* [Excerpt to read]:
------

The subversion of science education in New Zealand by supernatural and animistic elements has also been noted by renowned British evolutionary biologist Richard Dawkins.
Writing in The Spectator in March during his Antipodean speaking tour, he derided the “ludicrous policy, spawned by Chris Hipkins’ Ministry of Education before he became Prime Minister. Science classes are to be taught that Māori ‘ways of knowing’ (mātauranga Māori) have equal standing with ‘Western’ science...
“Mātauranga Māori includes valuable tips on edible fungi, star navigation and species conservation (pity the moas were all eaten). Unfortunately it is deeply invested in vitalism. New Zealand children will be taught the true wonder of DNA, while being simultaneously confused by the doctrine that all life throbs with a vital force conferred by the Earth Mother and the Sky Father. Origin myths are haunting and poetic, but they belong elsewhere in the curriculum.”
The assumption that including mātauranga Māori as a prominent feature of science education will make it more “inclusive” doesn’t tally with the lack of interest in traditional beliefs and spirituality among Māori themselves.
As Professor Rata has noted: “The majority of Māori do not fit with the official idealised picture of Māori spirituality. According to the 2018 census, 53.5 per cent of those identifying with Māori ethnicity had no religious affiliation. The number identifying with traditional Māori religious, beliefs and philosophies is small and declining, from about 12 per cent in 2006 to 7 per cent in 2018 (NZ Statistics, 2018). As more Māori enter the professional class it is likely that this trend will continue.
“Given that over 50 per cent of Māori already have no religious affiliation, it is doubtful that there is a constituency for a spiritual-based education.”
As many suspect, the push to insert Māori spirituality into education has not come from a grass-roots swell but from a top-down mandate. Our political and academic elites have decided this will be good for the public, whether the public wants it or not.

------

* [Provided data]:
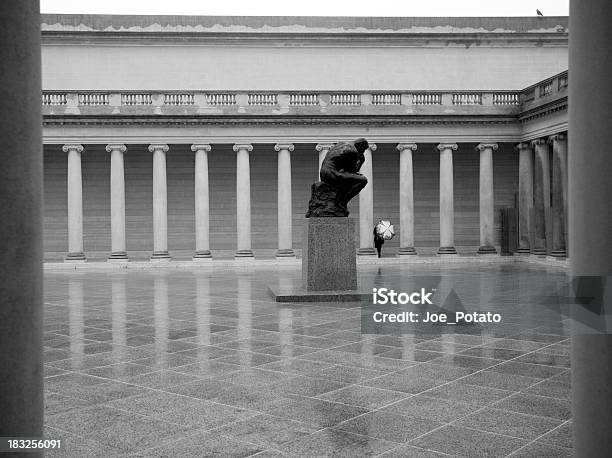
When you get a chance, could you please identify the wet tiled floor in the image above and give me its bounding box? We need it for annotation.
[44,263,572,457]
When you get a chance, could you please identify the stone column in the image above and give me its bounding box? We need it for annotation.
[316,143,334,181]
[357,143,377,256]
[549,134,567,258]
[191,143,212,261]
[234,144,253,258]
[568,0,612,457]
[0,0,44,444]
[397,143,417,256]
[62,144,86,262]
[106,144,128,261]
[274,143,295,259]
[531,139,550,256]
[149,144,170,261]
[438,143,457,255]
[476,143,497,254]
[516,143,533,254]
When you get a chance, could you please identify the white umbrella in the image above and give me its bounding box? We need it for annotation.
[376,219,395,240]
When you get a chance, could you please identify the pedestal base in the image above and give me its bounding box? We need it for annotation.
[302,217,357,292]
[478,245,497,254]
[438,246,457,255]
[64,251,87,262]
[275,248,295,259]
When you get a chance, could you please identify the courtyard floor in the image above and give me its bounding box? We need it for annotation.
[44,262,572,457]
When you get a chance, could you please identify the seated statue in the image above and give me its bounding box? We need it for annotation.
[306,138,369,218]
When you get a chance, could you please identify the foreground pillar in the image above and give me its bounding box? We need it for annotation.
[357,143,377,256]
[62,144,86,261]
[191,144,212,261]
[476,143,497,254]
[550,134,567,258]
[234,144,253,258]
[516,143,533,254]
[568,0,612,457]
[0,0,43,444]
[532,139,550,256]
[274,143,295,259]
[106,145,128,261]
[149,144,170,261]
[438,143,457,255]
[397,143,417,256]
[316,143,334,181]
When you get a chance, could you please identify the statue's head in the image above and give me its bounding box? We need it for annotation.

------

* [Exercise requirements]:
1/ According to the 2018 census figures cited in the passage on science education in New Zealand, what share of people identifying with Māori ethnicity had no religious affiliation?
2/ Quote the stretch from "The subversion of" through "with ‘Western’ science..." in the passage on science education in New Zealand.
The lines above are separate from the passage on science education in New Zealand.

* [Activity answers]:
1/ 53.5 percent.

2/
The subversion of science education in New Zealand by supernatural and animistic elements has also been noted by renowned British evolutionary biologist Richard Dawkins.
Writing in The Spectator in March during his Antipodean speaking tour, he derided the “ludicrous policy, spawned by Chris Hipkins’ Ministry of Education before he became Prime Minister. Science classes are to be taught that Māori ‘ways of knowing’ (mātauranga Māori) have equal standing with ‘Western’ science...